_BLOCCO DI TESTO_
L’astrattismo delle avanguardie storiche ha eliminato l’oggetto per un rapporto senza mediazioni tra autore e spettatore; l’astrattismo geometrico (razionalismo) ha visto nel quadrato la forma del pensiero e la forma dello spazio, fuori dal quadro e dentro il quadro. Il concretismo e, anche, le esperienze sulla visione-percezione -dall’optical a quelle più tradizionali e pittoriche- sono comunque un derivato razionalista.

Il peculiare astrattismo di Calderara è un razionalismo permeato e ingentilito da colori innalzati a luce bianca, un insieme di indubbia attrazione, per il mondo europeo settentrionale segnato dalla geometria del pur lontano cronologicamente ma sempre presente iniziatore Mondrian –attrazione, comunque, non solo per somiglianza. A dialogare con Calderara, che con alcuni autori contemporanei al suo astrattismo ebbe anche rapporti di calda amicizia, sono, fino agli anni Settanta, quadrati bianchi e neri ( nel silente ricordo di molti, opera, oltre Mondrian, Malevič) a superfici lisce o compartite a moduli -questa la spia di una contemporaneità più recente- di produzione olandese e tedesca: il monocromo costruisce lo spazio ed è proiezione di spazio. Invece i colori in quadrato di Max Bill e di Albers ripropongono una delle scelte comuni ai vari astrattismi storici, il colore timbrico, quello già del Calderara figurativo. Il Calderara astratto razionalista ha movimentato e alleggerito la staticità dei suoi quadrati col ricorso ai colori pastello (azzurri chiari, grigi perla, moderati rosa, tenui gialli) poco in uso nel razionalismo, sottili, oltre che nell’acquerello, anche nella stesura a olio; piccoli inserti cromatici un poco più carichi del colore del campo (Costellazione, 1969-70) conferiscono variazione -che è già moto- al campo stesso e obbligano l’osservatore a una concentrazione diversa dello sguardo e dell’attenzione, cioè a un moto imprevisto, specialmente nelle figure, quasi tutti quadrati, talvolta in serie. Il tono su tono accentua l’effetto luce, anche nelle poche opere di colore acceso o scuro. Spazio Luce, titolo di molti lavori dal 1959 -tanto da far pensare a una ripetuta dichiarazione di intenti, e titolo ‘ben’ astratto, non solo perché, come ovvio nell’astrattismo, Calderara azzera l’oggetto, ma proprio, col tendere a quegli infiniti, lo trascende- può essere chiave di lettura di tutta la produzione, non solo di quella astratta. Reso peculiare da luce-colore-ritmo, il quadrato-quadro (s)qualifica come dejà vu artisti diversi anche recentissimi, assai ripetitivi, specialmente statunitensi, presenti in altre collezioni.

Voci archiviate:

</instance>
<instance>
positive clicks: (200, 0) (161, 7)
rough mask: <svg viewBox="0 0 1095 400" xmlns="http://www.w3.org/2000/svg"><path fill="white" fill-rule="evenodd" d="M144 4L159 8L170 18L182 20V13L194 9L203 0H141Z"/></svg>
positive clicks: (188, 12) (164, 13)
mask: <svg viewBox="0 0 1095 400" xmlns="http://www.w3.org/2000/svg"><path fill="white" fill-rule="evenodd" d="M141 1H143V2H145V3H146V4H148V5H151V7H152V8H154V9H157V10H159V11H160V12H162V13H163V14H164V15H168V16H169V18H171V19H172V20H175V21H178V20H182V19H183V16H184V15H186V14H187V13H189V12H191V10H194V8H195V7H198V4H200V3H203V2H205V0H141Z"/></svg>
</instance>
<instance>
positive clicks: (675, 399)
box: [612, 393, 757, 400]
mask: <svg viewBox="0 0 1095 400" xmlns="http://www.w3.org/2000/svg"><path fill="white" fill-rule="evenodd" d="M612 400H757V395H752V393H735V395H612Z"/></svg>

_DOMANDE DA SVOLGERE_
1. Nel testo su Calderara, da quale anno molti lavori portano il titolo Spazio Luce?
2. Riduci a un elenco puntato il paragrafo del testo su Calderara che comincia con "L’astrattismo delle avanguardie storiche", mantenendone i fatti principali.
3. Modifica il testo su Calderara riscrivendo la parte da "L’astrattismo delle avanguardie" fino a "un derivato razionalista." incluso, con "osservatore" al posto di "spettatore".
Le righe provengono da un'altra fonte.

_RISULTATI PER COMPITO_
1. Dal 1959.

2.
- L’astrattismo delle avanguardie storiche ha eliminato l’oggetto per creare un rapporto senza mediazioni tra autore e spettatore.
- L’astrattismo geometrico, o razionalismo, ha visto nel quadrato la forma del pensiero e dello spazio, sia fuori sia dentro il quadro.
- Il concretismo e le esperienze sulla visione-percezione, dall’optical a quelle più tradizionali e pittoriche, derivano comunque dal razionalismo.

3.
L’astrattismo delle avanguardie storiche ha eliminato l’oggetto per un rapporto senza mediazioni tra autore e osservatore; l’astrattismo geometrico (razionalismo) ha visto nel quadrato la forma del pensiero e la forma dello spazio, fuori dal quadro e dentro il quadro. Il concretismo e, anche, le esperienze sulla visione-percezione -dall’optical a quelle più tradizionali e pittoriche- sono comunque un derivato razionalista.